## STATED PROBLEM
Restate the records that follow word for word; no pictures should appear.

## DATA EXCERPTS
· · · · · · ·

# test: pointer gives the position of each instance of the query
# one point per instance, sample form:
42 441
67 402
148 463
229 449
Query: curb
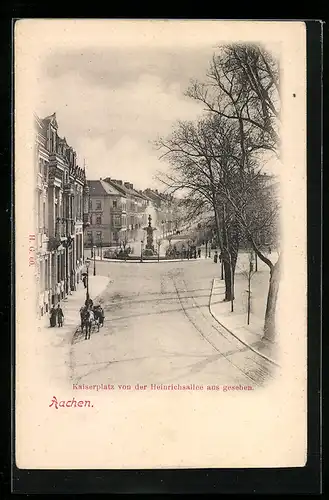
136 261
234 335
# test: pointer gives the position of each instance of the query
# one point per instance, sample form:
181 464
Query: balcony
68 188
64 228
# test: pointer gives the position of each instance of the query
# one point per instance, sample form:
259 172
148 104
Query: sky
112 104
112 101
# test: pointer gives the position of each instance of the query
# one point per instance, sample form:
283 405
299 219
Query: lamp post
141 250
94 248
159 244
87 267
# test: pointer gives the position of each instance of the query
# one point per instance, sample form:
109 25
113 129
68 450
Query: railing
43 231
64 228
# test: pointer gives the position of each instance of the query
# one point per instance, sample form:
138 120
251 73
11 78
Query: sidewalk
55 343
236 322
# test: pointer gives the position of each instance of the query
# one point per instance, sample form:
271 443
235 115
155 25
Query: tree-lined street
158 329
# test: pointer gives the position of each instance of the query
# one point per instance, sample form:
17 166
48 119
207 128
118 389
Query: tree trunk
229 271
269 325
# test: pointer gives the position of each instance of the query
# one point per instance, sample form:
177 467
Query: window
117 221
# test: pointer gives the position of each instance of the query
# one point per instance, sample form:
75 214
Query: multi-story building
108 215
60 212
136 205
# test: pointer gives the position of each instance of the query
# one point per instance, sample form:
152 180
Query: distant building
136 208
108 215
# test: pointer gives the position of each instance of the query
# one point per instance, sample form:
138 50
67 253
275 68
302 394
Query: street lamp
87 267
142 250
159 245
94 248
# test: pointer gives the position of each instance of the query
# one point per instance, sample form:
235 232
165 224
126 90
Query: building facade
60 214
136 205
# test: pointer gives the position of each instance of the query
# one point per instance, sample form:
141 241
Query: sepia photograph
161 244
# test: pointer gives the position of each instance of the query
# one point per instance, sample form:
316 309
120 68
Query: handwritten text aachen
140 387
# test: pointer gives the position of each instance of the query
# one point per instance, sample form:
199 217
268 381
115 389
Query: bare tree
191 155
243 87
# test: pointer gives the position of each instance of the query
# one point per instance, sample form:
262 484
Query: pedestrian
60 316
53 316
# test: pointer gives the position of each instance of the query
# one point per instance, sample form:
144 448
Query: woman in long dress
53 317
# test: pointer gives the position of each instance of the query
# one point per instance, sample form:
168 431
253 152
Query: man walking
60 316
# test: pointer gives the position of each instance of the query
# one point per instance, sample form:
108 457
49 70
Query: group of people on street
56 316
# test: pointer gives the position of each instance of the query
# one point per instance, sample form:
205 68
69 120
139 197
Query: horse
87 322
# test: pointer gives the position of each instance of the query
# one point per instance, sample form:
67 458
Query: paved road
159 330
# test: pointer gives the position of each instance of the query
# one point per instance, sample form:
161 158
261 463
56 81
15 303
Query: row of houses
118 213
61 214
72 213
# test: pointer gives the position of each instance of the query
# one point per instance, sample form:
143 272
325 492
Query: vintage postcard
161 264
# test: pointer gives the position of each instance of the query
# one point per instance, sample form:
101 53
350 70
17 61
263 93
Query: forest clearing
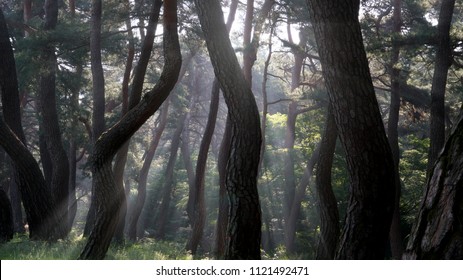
227 129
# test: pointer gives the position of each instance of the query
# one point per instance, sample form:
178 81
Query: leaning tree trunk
11 111
438 231
360 128
221 228
168 186
327 203
395 236
199 207
50 120
244 223
98 94
44 223
36 197
143 176
107 195
6 218
439 81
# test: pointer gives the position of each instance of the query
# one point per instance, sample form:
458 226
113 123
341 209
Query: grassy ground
21 248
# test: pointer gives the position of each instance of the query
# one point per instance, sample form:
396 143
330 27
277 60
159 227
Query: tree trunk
395 236
143 176
98 94
44 223
121 158
438 231
50 121
299 195
6 218
360 127
221 230
327 203
168 186
11 111
136 90
244 223
443 61
199 207
107 195
290 137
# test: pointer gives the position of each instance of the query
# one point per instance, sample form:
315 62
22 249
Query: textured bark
168 186
50 121
98 95
224 204
443 61
108 197
251 44
143 176
299 195
290 137
199 207
6 218
360 128
121 158
134 99
11 111
327 203
265 95
43 222
438 231
244 223
395 236
73 150
98 81
221 230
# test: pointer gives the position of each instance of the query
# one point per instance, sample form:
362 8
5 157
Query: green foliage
22 248
412 166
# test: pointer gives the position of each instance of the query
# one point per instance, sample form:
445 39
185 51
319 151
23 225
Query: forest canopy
257 129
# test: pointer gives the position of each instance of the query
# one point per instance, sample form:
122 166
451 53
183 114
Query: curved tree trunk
44 223
11 111
199 207
438 231
143 176
168 186
39 206
360 128
395 236
244 223
327 203
107 195
135 92
6 218
439 81
59 183
221 229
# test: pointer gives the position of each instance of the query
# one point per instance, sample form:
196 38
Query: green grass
21 248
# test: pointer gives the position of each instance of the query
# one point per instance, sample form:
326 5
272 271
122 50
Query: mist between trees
286 129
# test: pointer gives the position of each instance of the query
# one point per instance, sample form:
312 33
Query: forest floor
22 248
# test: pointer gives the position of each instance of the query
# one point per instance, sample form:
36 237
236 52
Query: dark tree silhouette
244 222
108 196
360 128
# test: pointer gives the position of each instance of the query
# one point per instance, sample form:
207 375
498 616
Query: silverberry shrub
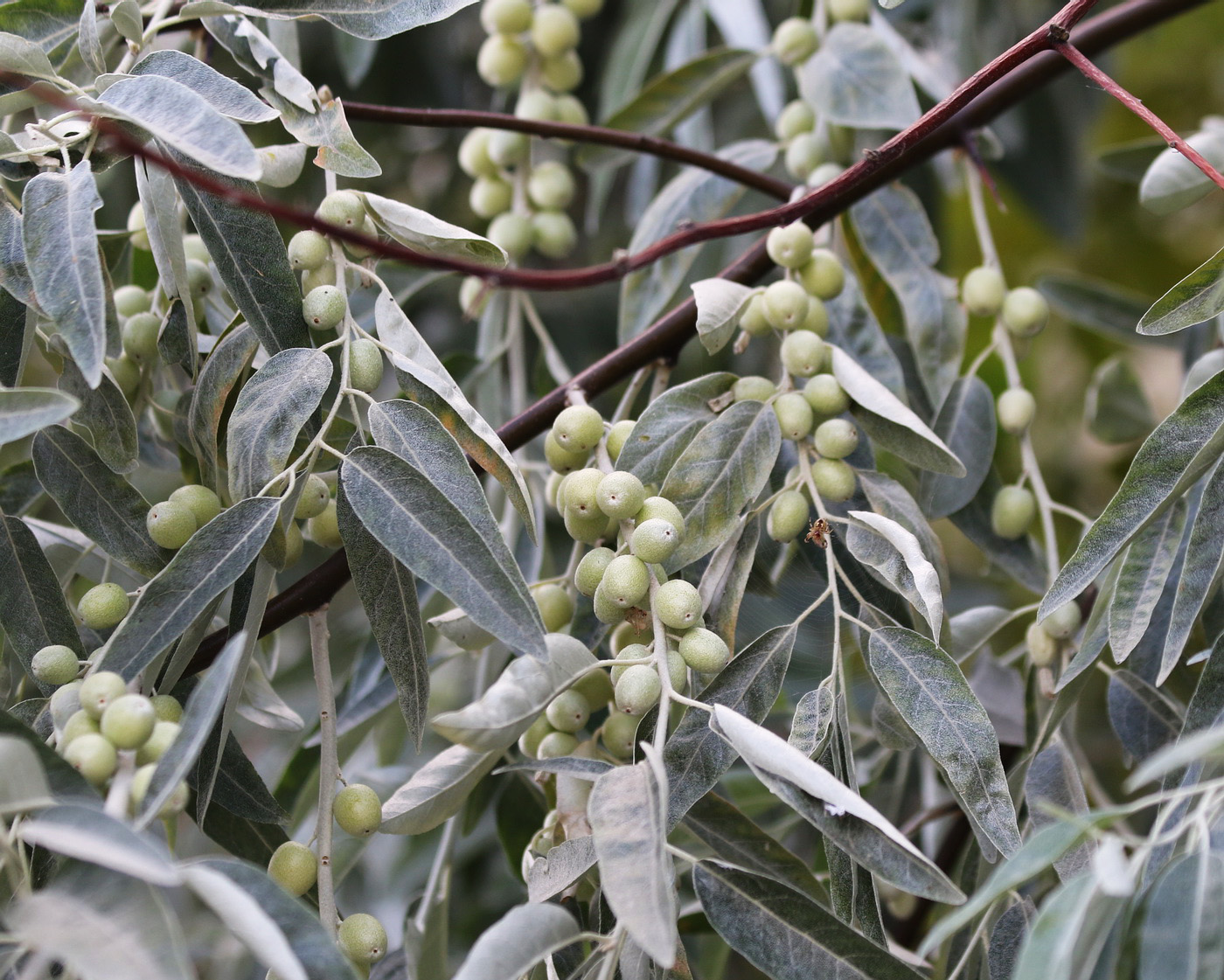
748 622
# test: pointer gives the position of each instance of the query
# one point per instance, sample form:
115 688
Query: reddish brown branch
1093 73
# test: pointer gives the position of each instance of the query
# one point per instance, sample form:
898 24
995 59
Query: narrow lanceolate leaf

· · · · · · ·

## COMPLETED EXERCISE
# test: pointer gives the position of each instance of the query
# one point per instance, sample form:
42 441
67 402
148 463
229 449
Query: curb
136 261
234 335
# test: pointer gives the position of each instance of the query
# one point per instance, sample form:
181 464
Query: balcony
68 188
64 228
# test: pointer gives the position of each instance of the query
# one point per instance, sample form:
259 172
148 104
Query: sky
112 104
112 101
# test: pointer gives the position of each instance of the query
# one point per instance, sample form:
283 405
299 219
Query: lamp post
141 250
94 248
159 244
87 267
# test: pointer gives the position of each instance of the query
# one point per instance, sample form:
109 25
113 129
68 450
Query: railing
43 231
64 228
# test: pointer gives the position of each instance of the query
# one point per instance, sample form:
138 120
251 73
11 78
Query: sidewalk
55 343
236 322
# test: pointer gives the position of each instance of the query
# one point per instance, sample form:
271 443
235 115
155 25
Query: tree-lined street
158 329
# test: pointer gives the position of each instance of the query
# one point per instance, sample form:
17 166
48 119
207 128
118 389
Query: tree trunk
229 271
269 325
# test: pointer gives the position of each instance of the query
# one point per instance, sample form:
177 467
Query: window
117 221
# test: pointer gives the position of each instance of the query
# one point per instance, sample form:
75 214
Query: multi-story building
108 215
60 212
136 205
# test: pointer gives the position of each instance of the query
# one point per instance, sample form:
152 180
Query: distant building
136 208
108 215
# test: pointer gives the position of each instance of the query
# one point per instance, sample form:
138 50
67 253
275 68
302 394
Query: street lamp
87 267
142 250
159 245
94 248
# test: pointer gives the position of each instance of the query
# one point per instance, sample form:
235 232
165 224
126 90
Query: building facade
60 214
136 205
# test: pointer gives the position of each instance of the query
# one point per instance, sample form:
141 241
Query: sepia photograph
161 244
# test: pointer gives the position of each instance of the query
# one point per instance, sample form:
316 309
120 68
Query: handwritten text aachen
140 387
# test: pointer gives the position of each instance of the query
# one point per instance, sample form:
199 217
268 381
115 389
Query: bare tree
191 155
243 87
# test: pointer gives the position of each instance of the query
# one point per instance, sample form:
262 484
Query: pedestrian
60 316
53 316
# test: pointer gives the position of each instance of the query
# one point per instance, sample form:
144 448
Query: woman in long dress
53 317
# test: pointer gives the position of each instance of the query
# one point per instance, sample form:
168 431
253 152
Query: man walking
60 316
# test: pointer gives the position of each instance of the query
# one point per instance, sample form:
108 457
49 70
Query: group of people on street
56 316
# test: pointer gives the position of each instance of the query
# one point per instance, sample form:
205 68
69 120
139 197
Query: horse
87 322
# test: pointer gives the position of each instance of the query
# one point per instance, sample form:
67 458
Query: paved road
159 330
# test: pointer gives the position of each instance of the query
# one point per instance, sample form:
161 158
261 463
56 81
15 303
Query: row of houses
118 213
61 214
72 213
# test: pointer gives the position of each instance of the query
# one point per instance, sample form:
143 272
325 492
Query: vintage postcard
161 264
# test: pointer gives the position of each instance of the query
# one point per instance, sample form:
101 53
350 70
17 61
263 93
Query: forest clearing
227 129
# test: pointer gives the position of each instance of the query
# one point per instance, sample form:
178 81
Query: leaning tree trunk
11 111
438 231
360 128
221 228
168 186
327 203
395 236
199 207
50 120
244 223
98 94
44 223
36 197
143 176
107 195
6 218
439 81
# test: pointer gives the position of each instance of the query
# one point per instance, sample form:
458 226
113 123
341 209
Query: grassy ground
21 248
# test: pointer gives the position of each instance of the query
# one point per instance, sample form:
396 143
330 27
277 60
159 227
Query: tree trunk
395 236
143 176
98 94
44 223
121 158
438 231
50 121
299 195
6 218
360 127
221 230
327 203
168 186
11 111
136 90
244 223
443 61
199 207
107 195
290 137
# test: pointer gives the position of each instance of the query
# one point per instance, sample form:
315 62
22 249
Query: textured bark
168 186
50 121
98 95
224 204
443 61
108 197
251 44
143 176
299 195
290 137
199 207
6 218
360 128
121 158
134 99
11 111
327 203
265 95
43 222
438 231
244 223
395 236
73 150
98 81
221 230
# test: pointer gives the position of each instance of the query
# one point per instance, sample form:
362 8
5 157
Query: green foliage
22 248
412 166
# test: pointer gives the position of each instance of the query
# one point per instance, sample form:
445 39
185 51
319 151
23 225
Query: forest canopy
257 129
# test: pointer gives the position of each instance of the query
# one point per instance, sample form:
122 166
451 53
183 114
Query: curved tree trunk
44 223
11 111
199 207
438 231
143 176
168 186
39 206
360 128
395 236
244 223
327 203
107 195
135 92
6 218
439 81
59 183
221 229
# test: pointer gives the position of each instance of the query
# one point per instance, sample form:
196 38
Query: green grass
21 248
# test: pointer gives the position of each instance of the query
# one point per instance, sample form:
326 5
272 271
122 50
Query: mist between trees
286 129
# test: pointer gives the position of each instance of the query
# one point per instance, sample form:
312 33
Query: forest floor
22 248
# test: pointer gives the position of each instance of the query
# one point per instance, sample form:
36 237
236 52
Query: dark tree silhouette
244 222
108 196
360 128
# test: pointer gives the position of each instance of the query
# one point per instance, sample form:
207 375
498 616
Query: silverberry shrub
748 622
# test: pointer gives the position of each instance of the query
# one point per instance, sample form:
115 688
Query: reddish brown branch
1093 73
# test: pointer gives the position of each instance of the query
# one point per instance, sample form:
898 24
995 59
Query: narrow lanceolate leaf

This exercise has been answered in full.